Your task is to print all of the entries exactly, though the pictures should not be included.

[Opening Provided data section]

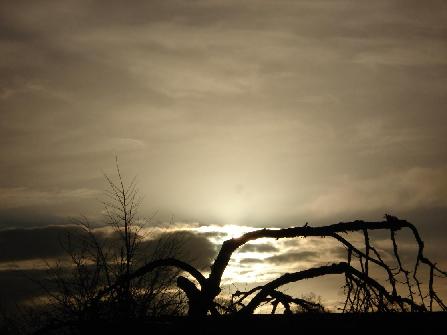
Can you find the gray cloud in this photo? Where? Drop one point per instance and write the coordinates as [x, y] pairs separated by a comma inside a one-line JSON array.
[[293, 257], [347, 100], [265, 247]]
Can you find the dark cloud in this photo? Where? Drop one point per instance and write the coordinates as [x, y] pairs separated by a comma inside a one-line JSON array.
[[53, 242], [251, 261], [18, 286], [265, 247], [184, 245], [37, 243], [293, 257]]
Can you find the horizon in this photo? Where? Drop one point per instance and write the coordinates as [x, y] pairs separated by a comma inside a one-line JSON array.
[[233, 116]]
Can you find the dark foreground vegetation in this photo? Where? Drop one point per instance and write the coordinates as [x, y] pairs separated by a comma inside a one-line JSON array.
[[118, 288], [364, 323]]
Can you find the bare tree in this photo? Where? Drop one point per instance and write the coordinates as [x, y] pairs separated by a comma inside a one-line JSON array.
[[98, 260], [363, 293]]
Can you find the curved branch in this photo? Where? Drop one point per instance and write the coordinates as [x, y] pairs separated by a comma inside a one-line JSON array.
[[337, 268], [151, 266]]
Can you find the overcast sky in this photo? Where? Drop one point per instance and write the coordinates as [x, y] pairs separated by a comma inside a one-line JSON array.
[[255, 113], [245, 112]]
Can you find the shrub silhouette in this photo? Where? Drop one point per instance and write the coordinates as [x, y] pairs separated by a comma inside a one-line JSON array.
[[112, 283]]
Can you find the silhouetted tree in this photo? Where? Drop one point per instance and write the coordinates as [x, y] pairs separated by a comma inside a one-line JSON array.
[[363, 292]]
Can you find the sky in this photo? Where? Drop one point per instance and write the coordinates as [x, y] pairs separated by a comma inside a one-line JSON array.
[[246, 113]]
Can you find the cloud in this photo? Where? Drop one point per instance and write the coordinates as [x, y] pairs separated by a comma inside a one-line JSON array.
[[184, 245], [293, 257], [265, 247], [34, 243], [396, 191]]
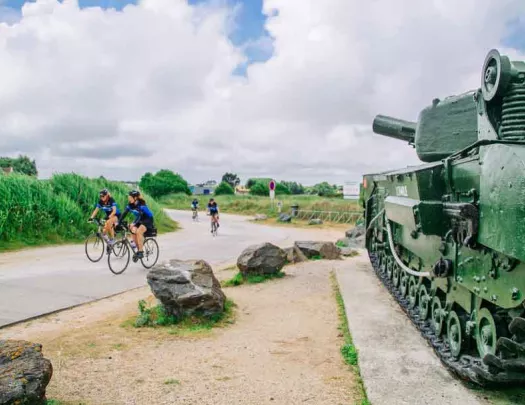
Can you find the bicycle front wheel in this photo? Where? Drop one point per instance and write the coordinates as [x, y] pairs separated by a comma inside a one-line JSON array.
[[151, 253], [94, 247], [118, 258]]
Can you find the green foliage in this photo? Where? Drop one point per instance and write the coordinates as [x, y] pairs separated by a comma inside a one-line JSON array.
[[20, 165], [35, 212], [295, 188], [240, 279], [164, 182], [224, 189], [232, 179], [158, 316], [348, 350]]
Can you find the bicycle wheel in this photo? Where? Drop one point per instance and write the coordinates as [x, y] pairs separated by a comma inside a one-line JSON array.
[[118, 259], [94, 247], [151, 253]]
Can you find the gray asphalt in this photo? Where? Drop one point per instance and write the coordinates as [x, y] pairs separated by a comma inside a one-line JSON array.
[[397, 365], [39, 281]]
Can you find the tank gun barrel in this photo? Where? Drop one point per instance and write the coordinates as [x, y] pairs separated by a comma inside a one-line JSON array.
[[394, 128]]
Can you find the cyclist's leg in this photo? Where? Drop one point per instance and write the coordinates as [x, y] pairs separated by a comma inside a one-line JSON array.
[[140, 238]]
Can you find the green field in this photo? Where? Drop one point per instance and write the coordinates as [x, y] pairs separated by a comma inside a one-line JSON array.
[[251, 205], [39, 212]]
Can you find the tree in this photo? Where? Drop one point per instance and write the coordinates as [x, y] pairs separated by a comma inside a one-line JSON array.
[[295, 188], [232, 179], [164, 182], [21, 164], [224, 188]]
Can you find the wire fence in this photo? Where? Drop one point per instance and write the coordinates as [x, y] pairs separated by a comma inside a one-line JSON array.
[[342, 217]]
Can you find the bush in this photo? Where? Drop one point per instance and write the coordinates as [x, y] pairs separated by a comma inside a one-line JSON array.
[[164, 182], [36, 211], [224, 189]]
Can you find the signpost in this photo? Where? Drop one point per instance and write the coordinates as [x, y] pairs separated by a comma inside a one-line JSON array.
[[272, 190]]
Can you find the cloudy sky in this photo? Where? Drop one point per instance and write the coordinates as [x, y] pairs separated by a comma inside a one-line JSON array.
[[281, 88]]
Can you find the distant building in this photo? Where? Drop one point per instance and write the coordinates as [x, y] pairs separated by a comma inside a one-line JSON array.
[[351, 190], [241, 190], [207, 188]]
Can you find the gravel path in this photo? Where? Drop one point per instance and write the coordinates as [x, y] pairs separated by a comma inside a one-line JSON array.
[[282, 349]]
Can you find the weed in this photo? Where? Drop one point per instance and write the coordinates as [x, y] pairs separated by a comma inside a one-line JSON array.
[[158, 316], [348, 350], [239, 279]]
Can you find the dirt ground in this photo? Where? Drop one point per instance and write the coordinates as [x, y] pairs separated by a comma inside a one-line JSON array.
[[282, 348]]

[Closing Provided data section]

# The completed task
Can you find the gray cloud in this photo? Where? Drop one point per instance and write the coordinates as [x, y] pairs separated by a comma inside a one-line JSON array.
[[293, 257], [347, 100], [265, 247]]
Can you find the dark cloud in this photo? Where? Drop one point per instance and write the coordinates as [x, y] pairs separated by a comma inside a one-line JSON array.
[[53, 242], [251, 261], [18, 286], [265, 247], [184, 245], [37, 243], [293, 257]]
Can you find the horizon in this photo? Where? Drop one point per instance and write the coordinates as [x, y] pairs separated by a comma inside a one-line JSON array.
[[233, 116]]
Can you find the dark foreground vegetation in this photo? Where? Drop one point per instance and write the coordinates as [x, y] pairs separated by a comma inside a one-line JSON array.
[[118, 288], [364, 323]]
Can you find the bare tree in this photo? Where? Drop one point per instance and write the coordinates as [x, y] pairs separated by a comma inside a one-line JSON array.
[[98, 260], [363, 293]]
Can you find the curved branch in this photo? Where? Drop one point per instance and write the coordinates as [x, y] pairs separated by a comma inside a one-line JSON array.
[[337, 268], [151, 266]]
Can you find the overcast sky in this photo? Where? Drop one point per instance and write the coordinates as [x, y] pairs separated by a comma inside a one-line JSON array.
[[255, 113], [245, 112]]
Can you find the shrub silhouette in this photo? Where? Drop one point per instance and write the coordinates as [x, y] pairs separated by a comma inside a one-line JSON array.
[[112, 283]]
Can you find the silhouetted tree in this photo? Where? Drop one point per instance and write the coordinates as [x, y] pairs separated by a comma inside a one-line JSON array.
[[363, 292]]
Can you find the sky in this photo? Where? Drop one point per instance and write the coordinates as [x, y] pairs separated by a comma inside a one-line JSON array.
[[246, 113]]
Can you find the cloud in this photo? Where? Drop one point per instance and write the coordinates as [x, y] pairs separated by a comma inside a one-line JSON array.
[[184, 245], [293, 257], [265, 247], [34, 243], [396, 191]]
Can you find the bicycle front wheel in this photo? Where? Drop one point per instance and write the coordinates as [x, y] pairs separated by a comma inside a one-line JSON array.
[[151, 253], [94, 247], [118, 258]]
Can you find the green foliage in this photo? Where? Drop one point per instance and write the coordinates as [x, y] pairs separated by a comma inside a one-line JSON array.
[[20, 165], [35, 212], [295, 188], [240, 279], [164, 182], [224, 189], [232, 179], [158, 316], [348, 350]]
Can you find the bicycle wheel in this photo? Where? Drop one point per instance and write the coordinates as [x, y] pairs separated by a comma inside a one-line JSON array.
[[118, 259], [94, 247], [151, 253]]
Can you find the gray asphalt in this photo? Where? Drop one point per instance and write the coordinates as [x, y] pairs separated by a comma inside a one-line JSON array.
[[397, 365], [39, 281]]
Can you find the tank gun barrel in this photo? Where? Drop one point per instance and write the coordinates as [x, y] pairs separated by a comma inside a one-line JSON array.
[[394, 128]]
Can you find the cyclist's leg in this photo? Where? Drop one point per instance and write the coordinates as [x, y] pairs separated by a comma inside a one-line JSON array.
[[140, 238]]
Can you find the green field in this photo? Where? Drop one point per instance and write the coordinates as [x, y] pairs separated by a comma inside a one-line JSON array.
[[251, 205], [39, 212]]
Can you find the tree in this photo? Where? Drop one point per instance and write the coordinates as [x, y] pairs separated by a comma inside a one-line JSON array.
[[295, 188], [232, 179], [164, 182], [21, 164], [224, 188]]
Can you find the wire fence in this photo? Where? Drop one point per instance and write the coordinates as [x, y] pairs separated by a comma inside a one-line JSON array.
[[342, 217]]
Can you find the bush in this photo? Where? Drop one point per instance and write the coordinates as [x, y] pairs separated by a comma inside a one-line JSON array.
[[164, 182], [36, 211], [224, 189]]
Can you find the signpost in this photo? Where? Drop one point per instance and write the coordinates as [x, y] pairs separated by a comma inside a one-line JSON array.
[[272, 190]]
Can you find the cloudy sky in this photo? Where? Drop one point per instance and write the coordinates as [x, y] pairs separated by a comma inside a one-line JSON array.
[[281, 88]]
Can you find the distant building in this photo? Where? Drop one point per instance and write the coordinates as [x, y] pairs separated by a comma inside a one-line JSON array.
[[351, 190], [241, 190], [207, 188]]
Can you find the gravel path in this photo? Where? Drop one point per instance and write the coordinates as [x, y] pairs separated by a comma inside a one-line JSON array.
[[282, 349]]
Can you find the weed in this photo? Where? Drop one point per instance and write the coordinates as [x, y] pairs separated by a comma inside a one-line JSON array.
[[158, 316], [348, 350], [239, 279]]
Can you find the dirt ground in this photo? Where? Drop one point per instance and write the coordinates as [x, y] pairs separated by a comma inside a one-line JSON array.
[[282, 348]]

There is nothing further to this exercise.